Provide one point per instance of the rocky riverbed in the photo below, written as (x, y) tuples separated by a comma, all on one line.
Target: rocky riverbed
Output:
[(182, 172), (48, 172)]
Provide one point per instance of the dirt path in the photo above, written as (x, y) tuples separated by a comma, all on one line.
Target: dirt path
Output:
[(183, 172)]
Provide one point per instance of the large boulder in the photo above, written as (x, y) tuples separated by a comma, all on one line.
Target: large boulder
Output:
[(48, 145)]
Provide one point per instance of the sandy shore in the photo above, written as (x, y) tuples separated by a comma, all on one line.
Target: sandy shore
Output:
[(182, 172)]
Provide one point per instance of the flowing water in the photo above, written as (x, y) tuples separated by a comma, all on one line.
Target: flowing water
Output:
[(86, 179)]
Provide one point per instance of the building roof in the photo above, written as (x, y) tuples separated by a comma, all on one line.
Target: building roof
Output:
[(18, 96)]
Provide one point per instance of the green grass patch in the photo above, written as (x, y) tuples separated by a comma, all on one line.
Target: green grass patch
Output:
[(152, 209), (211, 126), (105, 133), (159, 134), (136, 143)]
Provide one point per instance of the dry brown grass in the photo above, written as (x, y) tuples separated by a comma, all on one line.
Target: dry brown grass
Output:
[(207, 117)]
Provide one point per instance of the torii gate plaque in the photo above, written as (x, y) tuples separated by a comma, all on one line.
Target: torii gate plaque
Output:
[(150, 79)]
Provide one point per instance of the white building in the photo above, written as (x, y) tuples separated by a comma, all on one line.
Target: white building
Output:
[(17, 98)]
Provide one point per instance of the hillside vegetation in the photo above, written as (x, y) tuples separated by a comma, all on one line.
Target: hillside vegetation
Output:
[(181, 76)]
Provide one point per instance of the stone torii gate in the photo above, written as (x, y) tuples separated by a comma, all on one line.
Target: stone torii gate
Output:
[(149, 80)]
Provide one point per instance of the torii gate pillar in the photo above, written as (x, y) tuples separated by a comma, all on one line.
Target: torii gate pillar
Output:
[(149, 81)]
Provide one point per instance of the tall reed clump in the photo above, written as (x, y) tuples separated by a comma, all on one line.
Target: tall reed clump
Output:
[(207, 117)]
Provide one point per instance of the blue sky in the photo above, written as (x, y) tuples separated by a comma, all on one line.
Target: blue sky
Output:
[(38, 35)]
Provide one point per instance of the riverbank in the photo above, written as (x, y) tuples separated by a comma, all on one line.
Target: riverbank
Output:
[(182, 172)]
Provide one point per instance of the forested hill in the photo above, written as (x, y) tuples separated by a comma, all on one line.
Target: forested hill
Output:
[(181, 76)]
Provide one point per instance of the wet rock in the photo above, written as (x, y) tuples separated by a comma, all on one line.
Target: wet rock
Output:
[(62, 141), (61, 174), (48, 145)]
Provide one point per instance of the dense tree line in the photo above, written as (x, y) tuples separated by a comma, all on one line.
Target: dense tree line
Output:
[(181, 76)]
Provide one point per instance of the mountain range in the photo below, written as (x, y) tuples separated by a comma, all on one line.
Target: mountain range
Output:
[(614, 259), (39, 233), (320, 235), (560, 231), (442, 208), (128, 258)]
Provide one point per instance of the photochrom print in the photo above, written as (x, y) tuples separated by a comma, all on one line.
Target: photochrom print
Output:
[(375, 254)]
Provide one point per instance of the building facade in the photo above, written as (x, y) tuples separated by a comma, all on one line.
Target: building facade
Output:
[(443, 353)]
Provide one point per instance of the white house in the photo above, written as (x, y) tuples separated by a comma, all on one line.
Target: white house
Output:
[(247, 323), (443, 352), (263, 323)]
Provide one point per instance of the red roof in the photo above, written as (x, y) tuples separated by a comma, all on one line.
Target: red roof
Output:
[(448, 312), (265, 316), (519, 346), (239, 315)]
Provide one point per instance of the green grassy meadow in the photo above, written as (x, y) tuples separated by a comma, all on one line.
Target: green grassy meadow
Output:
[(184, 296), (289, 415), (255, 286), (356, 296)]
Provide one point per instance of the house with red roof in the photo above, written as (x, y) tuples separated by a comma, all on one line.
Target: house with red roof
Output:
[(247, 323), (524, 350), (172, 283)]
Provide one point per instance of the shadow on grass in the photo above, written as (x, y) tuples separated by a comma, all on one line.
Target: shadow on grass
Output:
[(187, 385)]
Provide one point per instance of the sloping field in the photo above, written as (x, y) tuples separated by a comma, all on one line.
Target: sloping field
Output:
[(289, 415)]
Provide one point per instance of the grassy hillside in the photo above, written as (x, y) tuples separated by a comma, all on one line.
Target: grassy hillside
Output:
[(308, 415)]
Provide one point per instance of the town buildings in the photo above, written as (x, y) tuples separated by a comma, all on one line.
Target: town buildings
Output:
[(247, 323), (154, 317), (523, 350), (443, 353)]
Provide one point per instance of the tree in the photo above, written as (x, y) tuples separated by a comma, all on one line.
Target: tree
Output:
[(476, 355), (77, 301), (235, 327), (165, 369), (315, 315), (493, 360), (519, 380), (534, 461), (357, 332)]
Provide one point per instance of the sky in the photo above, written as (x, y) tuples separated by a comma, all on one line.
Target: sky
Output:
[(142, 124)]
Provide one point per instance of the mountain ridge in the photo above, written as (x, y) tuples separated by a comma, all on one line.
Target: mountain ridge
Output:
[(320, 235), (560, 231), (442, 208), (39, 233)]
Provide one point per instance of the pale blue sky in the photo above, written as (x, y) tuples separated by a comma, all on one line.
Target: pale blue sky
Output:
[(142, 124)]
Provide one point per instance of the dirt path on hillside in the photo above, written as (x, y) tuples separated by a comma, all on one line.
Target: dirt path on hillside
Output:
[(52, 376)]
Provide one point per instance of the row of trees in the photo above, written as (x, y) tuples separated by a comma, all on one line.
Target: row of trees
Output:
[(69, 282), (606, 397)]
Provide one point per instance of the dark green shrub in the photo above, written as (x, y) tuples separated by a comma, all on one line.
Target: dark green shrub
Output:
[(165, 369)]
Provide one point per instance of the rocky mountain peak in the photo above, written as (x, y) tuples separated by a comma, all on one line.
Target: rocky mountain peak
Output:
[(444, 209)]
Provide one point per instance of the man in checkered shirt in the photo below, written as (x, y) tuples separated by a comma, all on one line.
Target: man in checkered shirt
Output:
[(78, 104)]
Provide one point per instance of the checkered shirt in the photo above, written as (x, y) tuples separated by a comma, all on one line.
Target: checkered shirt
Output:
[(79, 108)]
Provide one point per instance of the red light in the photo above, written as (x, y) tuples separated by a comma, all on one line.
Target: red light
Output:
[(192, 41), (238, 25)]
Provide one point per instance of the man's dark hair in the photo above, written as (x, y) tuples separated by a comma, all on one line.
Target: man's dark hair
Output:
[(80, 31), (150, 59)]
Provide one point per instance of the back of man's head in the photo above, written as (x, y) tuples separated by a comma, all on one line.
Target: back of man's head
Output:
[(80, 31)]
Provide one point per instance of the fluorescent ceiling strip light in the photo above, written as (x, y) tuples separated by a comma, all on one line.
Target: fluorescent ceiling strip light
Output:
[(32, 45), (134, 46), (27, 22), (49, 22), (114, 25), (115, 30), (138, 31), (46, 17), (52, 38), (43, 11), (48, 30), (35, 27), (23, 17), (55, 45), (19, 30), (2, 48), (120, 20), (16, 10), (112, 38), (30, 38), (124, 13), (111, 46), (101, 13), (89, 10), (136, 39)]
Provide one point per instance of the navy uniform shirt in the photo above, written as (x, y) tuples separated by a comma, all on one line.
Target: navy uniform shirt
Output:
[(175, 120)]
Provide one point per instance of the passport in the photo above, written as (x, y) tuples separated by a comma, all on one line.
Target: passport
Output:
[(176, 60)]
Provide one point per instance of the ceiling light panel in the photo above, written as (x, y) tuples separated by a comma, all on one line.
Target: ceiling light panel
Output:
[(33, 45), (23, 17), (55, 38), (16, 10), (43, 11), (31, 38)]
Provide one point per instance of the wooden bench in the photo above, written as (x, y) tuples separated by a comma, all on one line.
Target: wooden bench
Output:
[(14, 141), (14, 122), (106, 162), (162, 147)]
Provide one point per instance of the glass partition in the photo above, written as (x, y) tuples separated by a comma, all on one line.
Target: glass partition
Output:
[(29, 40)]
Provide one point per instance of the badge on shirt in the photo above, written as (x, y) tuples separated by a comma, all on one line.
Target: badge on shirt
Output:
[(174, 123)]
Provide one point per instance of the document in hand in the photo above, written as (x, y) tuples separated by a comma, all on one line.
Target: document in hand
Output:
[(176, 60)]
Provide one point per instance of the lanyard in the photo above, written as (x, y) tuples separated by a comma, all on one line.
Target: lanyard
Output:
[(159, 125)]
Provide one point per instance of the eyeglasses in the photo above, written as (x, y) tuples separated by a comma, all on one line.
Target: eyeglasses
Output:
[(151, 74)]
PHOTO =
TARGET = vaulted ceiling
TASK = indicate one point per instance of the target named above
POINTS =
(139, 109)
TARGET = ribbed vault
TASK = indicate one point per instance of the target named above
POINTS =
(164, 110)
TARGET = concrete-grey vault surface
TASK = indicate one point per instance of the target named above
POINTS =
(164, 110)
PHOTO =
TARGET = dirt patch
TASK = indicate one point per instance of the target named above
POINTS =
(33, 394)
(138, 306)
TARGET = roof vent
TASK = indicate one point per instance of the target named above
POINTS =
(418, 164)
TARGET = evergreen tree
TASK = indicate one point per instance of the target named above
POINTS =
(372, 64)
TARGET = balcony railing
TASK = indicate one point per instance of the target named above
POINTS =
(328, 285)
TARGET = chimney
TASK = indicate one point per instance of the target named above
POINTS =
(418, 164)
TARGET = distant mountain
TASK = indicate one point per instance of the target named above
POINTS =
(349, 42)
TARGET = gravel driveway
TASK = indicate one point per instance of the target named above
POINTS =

_ _ _ _

**Work required**
Copy the records, unchanged, from the line with "Provide one point per instance of the building facade" to the line with "[(448, 312), (265, 316), (519, 346), (239, 315)]", both of those lines included.

**The reply**
Provide one point per instance of the building facade in the photo above, written as (x, y) tuples separated by a comma, all on one line.
Target: building facade
Output:
[(443, 353)]
Provide one point per instance of the white house in the photo above, written as (x, y) tuples separated by a comma, all on one line.
Target: white house
Output:
[(247, 323), (443, 352), (263, 323)]
Provide one point per instance of the red roof in the photo above, written as (x, y) tuples separated by a comma, all on one line.
Target: red roof
Output:
[(448, 312), (265, 316), (519, 346), (239, 315)]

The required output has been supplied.